Goal of the exercise: Copy out every one of the rows below word for word, leaving the pictures out of your answer.
### Records for this task
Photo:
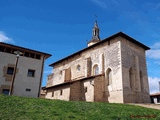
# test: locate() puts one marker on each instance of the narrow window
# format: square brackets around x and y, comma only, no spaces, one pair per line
[38,56]
[141,81]
[28,90]
[31,73]
[60,72]
[96,69]
[2,48]
[61,92]
[8,50]
[109,42]
[131,80]
[32,55]
[109,76]
[85,89]
[78,68]
[53,94]
[26,54]
[5,91]
[10,70]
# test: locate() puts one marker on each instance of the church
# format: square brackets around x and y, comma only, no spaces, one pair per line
[111,70]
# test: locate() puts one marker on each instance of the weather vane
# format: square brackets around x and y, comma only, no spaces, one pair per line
[96,17]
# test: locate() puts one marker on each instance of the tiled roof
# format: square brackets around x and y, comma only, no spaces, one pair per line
[105,40]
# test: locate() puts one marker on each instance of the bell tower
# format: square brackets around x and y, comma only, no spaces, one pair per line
[95,35]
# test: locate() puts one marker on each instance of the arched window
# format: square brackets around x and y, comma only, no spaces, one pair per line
[141,81]
[78,67]
[96,70]
[131,79]
[109,76]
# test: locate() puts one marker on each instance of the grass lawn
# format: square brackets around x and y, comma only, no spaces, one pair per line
[21,108]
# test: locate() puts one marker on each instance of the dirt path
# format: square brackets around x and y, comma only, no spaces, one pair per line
[154,106]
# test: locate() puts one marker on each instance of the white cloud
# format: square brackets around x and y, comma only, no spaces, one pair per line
[5,38]
[154,84]
[48,72]
[100,3]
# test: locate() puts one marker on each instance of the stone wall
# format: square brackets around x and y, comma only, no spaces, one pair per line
[135,88]
[22,81]
[105,56]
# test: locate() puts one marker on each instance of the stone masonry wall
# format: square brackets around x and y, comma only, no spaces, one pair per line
[133,57]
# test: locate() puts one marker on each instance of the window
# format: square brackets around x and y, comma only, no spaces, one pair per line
[31,73]
[32,55]
[38,56]
[85,89]
[61,92]
[109,76]
[131,79]
[2,48]
[10,70]
[78,68]
[53,94]
[141,81]
[8,50]
[96,69]
[5,91]
[28,90]
[60,72]
[26,54]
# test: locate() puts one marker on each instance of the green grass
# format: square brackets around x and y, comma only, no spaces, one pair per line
[21,108]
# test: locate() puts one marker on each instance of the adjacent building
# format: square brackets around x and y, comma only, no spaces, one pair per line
[29,70]
[155,98]
[109,70]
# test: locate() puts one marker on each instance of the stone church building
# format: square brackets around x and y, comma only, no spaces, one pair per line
[111,70]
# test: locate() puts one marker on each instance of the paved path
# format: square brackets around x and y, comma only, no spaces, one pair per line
[154,106]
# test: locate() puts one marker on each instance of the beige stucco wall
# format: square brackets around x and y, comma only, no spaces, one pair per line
[133,57]
[22,81]
[105,56]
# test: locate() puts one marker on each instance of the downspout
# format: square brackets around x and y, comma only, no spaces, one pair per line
[39,91]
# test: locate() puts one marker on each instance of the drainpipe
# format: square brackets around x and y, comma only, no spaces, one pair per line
[39,91]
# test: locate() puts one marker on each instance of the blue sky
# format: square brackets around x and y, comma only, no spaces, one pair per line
[62,27]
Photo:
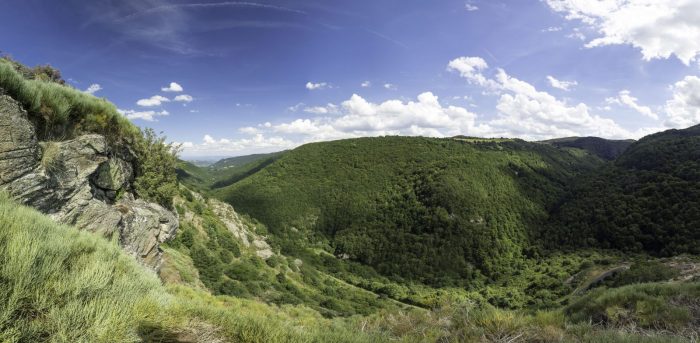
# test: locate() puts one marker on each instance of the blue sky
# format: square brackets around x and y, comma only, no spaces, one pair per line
[256,76]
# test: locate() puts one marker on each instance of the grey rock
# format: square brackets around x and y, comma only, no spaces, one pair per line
[19,153]
[144,227]
[113,174]
[76,182]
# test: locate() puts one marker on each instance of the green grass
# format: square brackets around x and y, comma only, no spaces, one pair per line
[438,211]
[61,112]
[61,285]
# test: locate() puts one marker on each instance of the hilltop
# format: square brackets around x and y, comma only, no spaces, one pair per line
[105,236]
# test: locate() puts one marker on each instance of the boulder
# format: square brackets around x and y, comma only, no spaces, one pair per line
[76,182]
[19,153]
[113,175]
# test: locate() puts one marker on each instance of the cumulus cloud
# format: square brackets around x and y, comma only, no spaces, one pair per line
[155,100]
[93,88]
[357,117]
[143,115]
[683,109]
[249,130]
[316,85]
[223,146]
[328,109]
[183,98]
[552,29]
[659,28]
[563,85]
[471,69]
[526,112]
[173,87]
[625,98]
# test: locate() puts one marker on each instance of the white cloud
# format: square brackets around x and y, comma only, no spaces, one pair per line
[625,98]
[183,98]
[328,109]
[93,88]
[659,28]
[296,107]
[470,68]
[249,130]
[358,117]
[316,86]
[552,29]
[143,115]
[524,111]
[257,143]
[563,85]
[683,109]
[155,100]
[173,87]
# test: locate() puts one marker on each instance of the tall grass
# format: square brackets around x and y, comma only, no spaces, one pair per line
[61,285]
[60,111]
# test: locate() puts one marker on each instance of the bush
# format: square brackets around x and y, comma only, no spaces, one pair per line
[155,173]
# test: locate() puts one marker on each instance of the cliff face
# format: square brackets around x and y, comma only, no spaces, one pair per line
[80,182]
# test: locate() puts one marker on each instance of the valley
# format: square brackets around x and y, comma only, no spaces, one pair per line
[393,238]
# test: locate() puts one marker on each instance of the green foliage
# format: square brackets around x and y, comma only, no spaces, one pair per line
[61,285]
[155,171]
[646,201]
[604,148]
[60,112]
[670,307]
[439,211]
[641,272]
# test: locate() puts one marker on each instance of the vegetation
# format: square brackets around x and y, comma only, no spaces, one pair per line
[439,211]
[604,148]
[61,285]
[646,201]
[58,284]
[60,112]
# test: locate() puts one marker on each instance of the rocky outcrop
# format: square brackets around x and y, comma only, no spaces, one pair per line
[240,230]
[82,183]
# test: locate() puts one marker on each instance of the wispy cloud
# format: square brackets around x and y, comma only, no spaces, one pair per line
[171,7]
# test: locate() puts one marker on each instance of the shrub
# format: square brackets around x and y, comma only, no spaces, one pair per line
[155,173]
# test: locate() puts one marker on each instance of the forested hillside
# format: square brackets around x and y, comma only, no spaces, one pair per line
[604,148]
[439,211]
[648,200]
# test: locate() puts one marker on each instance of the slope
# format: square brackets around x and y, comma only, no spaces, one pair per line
[604,148]
[439,211]
[647,200]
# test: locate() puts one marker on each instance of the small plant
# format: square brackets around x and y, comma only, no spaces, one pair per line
[49,157]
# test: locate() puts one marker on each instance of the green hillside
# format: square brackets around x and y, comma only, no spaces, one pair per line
[224,172]
[646,201]
[604,148]
[439,211]
[243,160]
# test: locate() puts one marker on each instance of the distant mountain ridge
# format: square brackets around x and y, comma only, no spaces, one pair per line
[604,148]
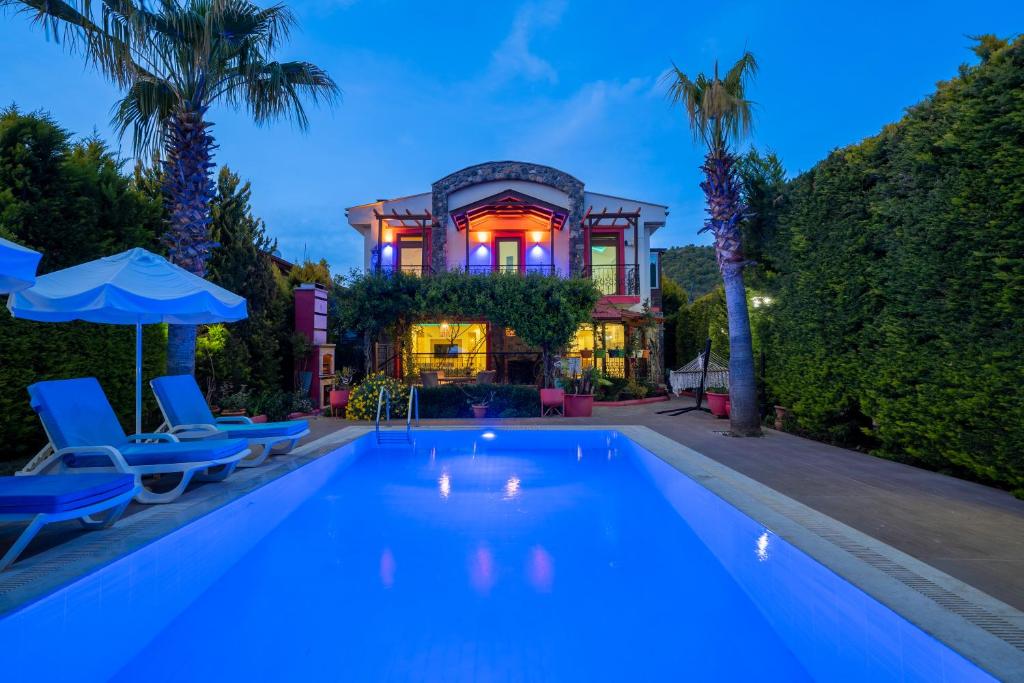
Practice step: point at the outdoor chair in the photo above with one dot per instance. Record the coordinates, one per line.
######
Solution to the exercise:
Photo:
# test: locate() puts one marker on each instance of the narrow window
# format: square brackets around x and y, comma only, no spaces, one pair per line
[38,56]
[141,81]
[28,90]
[31,73]
[60,72]
[96,69]
[2,48]
[61,92]
[8,50]
[109,42]
[131,80]
[32,55]
[109,76]
[85,89]
[78,68]
[53,94]
[26,54]
[5,91]
[10,70]
# test: locate() puts one marker on each instance of the church
# format: square brackets around x and y, comma only, no spaces, one pair per line
[111,70]
# test: locate() puts one marker on each instance of the weather vane
# format: square brackets around x and y, comma only, no spaces, one pair per line
[96,17]
# test: locate() puts one marker on each instance of the tiled roof
# format: square brackets around x and y, comma only, no spaces, one pair per line
[105,40]
# test: locate() puts one marker on each instance of the bell tower
# format: square brackets around x and y, comma only, no spaces, one pair per line
[95,35]
# test: locate() puts one marker on each instance of the arched window
# format: square brackets around x and y, comma only, no spaces, one pair per line
[141,81]
[78,67]
[96,70]
[131,79]
[109,76]
# test: locate() puts one marker on each instance of the grass lawn
# format: square brackets around x and y, comma only, no spaces, one pair per line
[21,108]
# test: locate() puts one marker on each instance of the dirt path
# format: square brackets around x and y, comma only, no spaces, one pair per line
[154,106]
# test: locate() puts one marker on each instance of the white cloud
# format: square brackets around x and y, comma only, no spaces, one pair per line
[5,38]
[154,84]
[48,72]
[100,3]
# test: locate() puts one marker on each instance of the stone wall
# format: square brackets around x and y, comma only, no spaces, one pair per line
[135,88]
[22,81]
[105,56]
# test: locate() puts one marker on each instance of the stone masonry wall
# format: square brackets around x and y, comma only, no spaces, one pair per line
[133,57]
# test: locate() puts one marker on each instance of the window
# format: square brackets around x and y, comma only, no spaces, one pair per line
[31,73]
[32,55]
[38,56]
[85,89]
[61,92]
[109,76]
[131,79]
[2,48]
[10,70]
[78,68]
[53,94]
[141,81]
[8,50]
[96,69]
[5,91]
[28,90]
[60,72]
[26,54]
# test: locate() puts one marker on each instance of the green grass
# format: square brackets around x and y, comma only, no spaces, one pair per line
[21,108]
# test: locate() puts one marker on each instance of the adjacent building
# format: square brackets around x and y, comma only, no spaces, one pair per line
[29,70]
[155,98]
[109,70]
# test: locate() puts one marker on each instance of the stone church building
# format: square brackets around x and y, comma only, no spaces, one pair per line
[111,70]
# test: locate() puts one marker on each instance of the paved path
# format: square brackets around x and y, comma only, no spaces, one pair per line
[154,106]
# test: locate() puts one marker on each instance of the beige stucco wall
# format: square brackets around x and y, comma only, no spaces, one pair per line
[133,57]
[22,81]
[105,56]
# test: locate() puts one marker on each instance of the downspout
# format: square brackets around x and y, comma only, no spaces, one pair per line
[39,91]
# test: locate() puts one marker on each instance of the drainpipe
# format: square brackets around x and y, comma only, no spaces, one pair per line
[39,91]
# test: locate() puts one marker on each instance of the blue sky
# format: square brackets around x and y, comma only, no spaces, one pair per line
[62,27]
Photo:
# test: locate() puts one marker on each instance of the blue sky
# format: square brackets around x and y, comma only, no spaces, one pair per line
[256,76]
# test: locate() puts one marker on each instance of the grey rock
# format: square brackets around x and y, comma only, no spaces, one pair per line
[19,153]
[144,227]
[113,174]
[76,182]
# test: locate() puts one marker on each instance of the green grass
# format: square brackets around x and y, comma only, no spaces, one pair per line
[438,211]
[61,112]
[61,285]
# test: locate() puts one marker on each instance of the hilltop
# format: square brackets around x and y, comma only, no spaces, one pair per line
[105,236]
# test: locate() puts one marker on each instance of the boulder
# format: square brackets around x and y, comma only, no spaces, one pair per line
[76,182]
[19,153]
[113,175]
# test: locate() puts one marker on each instance of the cumulus cloud
# format: square brackets around x and y, comma only, no spaces, one pair per line
[155,100]
[93,88]
[357,117]
[143,115]
[683,109]
[249,130]
[316,85]
[223,146]
[328,109]
[183,98]
[552,29]
[659,28]
[563,85]
[471,69]
[526,112]
[173,87]
[625,98]
# test: locate() puts one marker on each instance of the white cloud
# format: square brackets around x and y, comma only, no spaces, one pair per line
[625,98]
[183,98]
[328,109]
[93,88]
[659,28]
[296,107]
[470,68]
[249,130]
[358,117]
[316,86]
[552,29]
[143,115]
[524,111]
[257,143]
[563,85]
[683,109]
[155,100]
[173,87]
# test: locate() puts one marker on each instance of the tall grass
# format: square brackets around x and y, comma only, no spaces, one pair per line
[61,285]
[60,111]
# test: locate() puts one marker on each instance of the bush
# format: square brackets around x and y, comma only, no spaces, one pair per line
[155,173]
# test: locate() puts one marker on each instance of the cliff face
# format: square brackets around x and y, comma only, no spaces, one pair per line
[80,182]
# test: locate() puts one marker on each instance of the valley
# format: square brackets around x and y, comma only, no spaces, one pair per line
[393,238]
# test: locate() puts one marker on each instance of the green foliage
# format: square brackets around x and y, comma only, no spaces, one pair per line
[61,285]
[155,171]
[646,201]
[604,148]
[60,112]
[670,307]
[439,211]
[641,272]
# test: locate() puts one marker on each instance of the vegetation
# format: square brackets around x and y, comma only, no spaces, one pair per line
[439,211]
[604,148]
[61,285]
[646,201]
[58,284]
[60,112]
# test: locate() puts one marker on each instance of the rocky outcrop
# format: square brackets around x and y, comma only, no spaces, one pair per line
[240,230]
[82,183]
# test: locate() puts one marker on each instance of the wispy cloud
# format: square brackets around x and y, comma only, no spaces, one pair per line
[171,7]
# test: locate() puts one marker on each instance of the shrub
# format: square brackets around x and y, comma only, no spaces, one pair per line
[155,173]
# test: locate() puts one marker on each instance of the forested hillside
# format: square brackets around x and y, comma only, no spaces, one pair per line
[604,148]
[439,211]
[648,200]
# test: locate() puts one marker on each instance of the slope
# format: square brackets around x and y, comma only, no spaces, one pair per line
[604,148]
[439,211]
[647,200]
# test: locate() puts one marker on each instance of the small plant
# format: square brackets around x and y, comma only, no spaces, one pair per line
[49,157]
# test: locate() puts one marker on each instance of the green hillside
# format: square brackets around x and y, comma only, no spaces, one pair per line
[224,172]
[646,201]
[604,148]
[439,211]
[243,160]
# test: locate() puts one marker on each instance of the distant mountain ridge
# format: square brackets around x and y, comma only, no spaces, one pair per line
[604,148]
Practice step: point at the outdoor chair in the photo above with one dot per instance. Record the coordinates, one per line.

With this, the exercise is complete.